> [Text provided]
........

The British pound is down against the US dollar on Friday after Mark Carney, Governor of the Bank of England warned the coronavirus will hurt the British economy in the coming months, again rising the spectre of a cut to UK interest rates.
GBP/USD was lower by 35 pips (-0.26%) at 1.2850 with a daily price range of 1.2847 to 1.2919 as of 2pm GMT. The currency had jumped higher in morning trade but failed to hold the 1.29 level and turned down to make new lows for the day and the lowest in three months. Weekly losses in the exchange rate were -1.01%.
BOE Governor Mark Carney said in a Sky News television interview that the coronavirus is slowing activity in the British economy. Carney said, “things are getting tight” in reference to financial conditions and that it was “hard to be precise about the magnitude and very importantly the duration” of the economic harm from the virus” but that “the direction is down” on the economy.
On Friday, the first British citizen died of the coronavirus as a passenger on the quarantined Japanese cruise ship. The timing of the coronavirus is tough for the UK economy, where confidence had just started to rebound in the aftermath of the general election and with the government currently working on the next budget for March 11.

........

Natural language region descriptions
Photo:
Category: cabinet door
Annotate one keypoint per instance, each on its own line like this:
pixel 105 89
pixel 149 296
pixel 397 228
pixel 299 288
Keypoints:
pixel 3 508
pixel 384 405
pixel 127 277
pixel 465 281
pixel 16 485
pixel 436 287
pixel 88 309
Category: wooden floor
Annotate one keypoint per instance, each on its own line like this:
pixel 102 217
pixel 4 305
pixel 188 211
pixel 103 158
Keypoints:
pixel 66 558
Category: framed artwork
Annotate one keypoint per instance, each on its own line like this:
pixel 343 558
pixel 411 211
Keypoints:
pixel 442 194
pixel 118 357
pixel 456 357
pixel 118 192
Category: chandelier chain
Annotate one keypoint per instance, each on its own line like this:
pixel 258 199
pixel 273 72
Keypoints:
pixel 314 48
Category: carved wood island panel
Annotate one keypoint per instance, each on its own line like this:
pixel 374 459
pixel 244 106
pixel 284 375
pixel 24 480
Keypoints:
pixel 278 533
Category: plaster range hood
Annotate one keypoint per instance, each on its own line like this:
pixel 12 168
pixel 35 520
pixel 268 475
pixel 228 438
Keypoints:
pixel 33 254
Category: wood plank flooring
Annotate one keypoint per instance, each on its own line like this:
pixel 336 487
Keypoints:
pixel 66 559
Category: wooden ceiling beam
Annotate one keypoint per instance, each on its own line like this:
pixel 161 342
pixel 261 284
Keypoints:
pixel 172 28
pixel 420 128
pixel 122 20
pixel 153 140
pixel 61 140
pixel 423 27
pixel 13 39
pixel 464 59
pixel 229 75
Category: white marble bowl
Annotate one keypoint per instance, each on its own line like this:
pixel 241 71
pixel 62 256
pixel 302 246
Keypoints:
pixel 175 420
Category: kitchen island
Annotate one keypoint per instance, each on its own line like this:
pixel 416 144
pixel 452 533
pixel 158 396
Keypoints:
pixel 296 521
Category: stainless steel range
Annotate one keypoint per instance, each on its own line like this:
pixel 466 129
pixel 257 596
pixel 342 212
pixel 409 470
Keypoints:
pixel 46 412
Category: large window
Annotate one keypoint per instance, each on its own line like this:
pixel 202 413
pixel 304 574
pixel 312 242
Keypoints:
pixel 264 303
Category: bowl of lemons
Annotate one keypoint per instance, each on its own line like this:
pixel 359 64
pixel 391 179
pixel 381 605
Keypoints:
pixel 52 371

........

> [Required action 1]
Answer these from the report on the pound:
(a) At what level was GBP/USD trading as of 2pm GMT?
(b) On which network's television interview did Mark Carney speak?
(c) On what date is the government's next budget due?
> [Required action 2]
Summarize the report on the pound in two sentences.
> [Required action 3]
Extend the report on the pound from its final sentence.

> [Written answer 1]
(a) 1.2850
(b) Sky News
(c) March 11

> [Written answer 2]
The British pound fell against the US dollar on Friday, with GBP/USD down 35 pips at 1.2850, its lowest in three months, after Bank of England Governor Mark Carney warned that the coronavirus would hurt the British economy and raised the prospect of an interest rate cut. Carney told Sky News that the virus was slowing activity and that "the direction is down," while the first British citizen died of the virus the same day and the government worked on its March 11 budget.

> [Written answer 3]
On Friday US personal income rose 0.6% month-over-month in January, a bigger rise than the 0.3% expected and the 0.1% prior. But people weren’t, it appears in a mood to spend their higher income. Personal spending rose only 0.2%, down from 0.4% in December and below the 0.3% expected.
Economic data which is typically one of the biggest drivers of moves in forex markets is taking a backseat to fears over the potential economic consequences of the coronavirus. The economic data for the United States in January has been mostly upbeat prompted in part by trade tensions with China having died down. The data from February has looked more problematic, notably the contraction in the service sector according PMIs.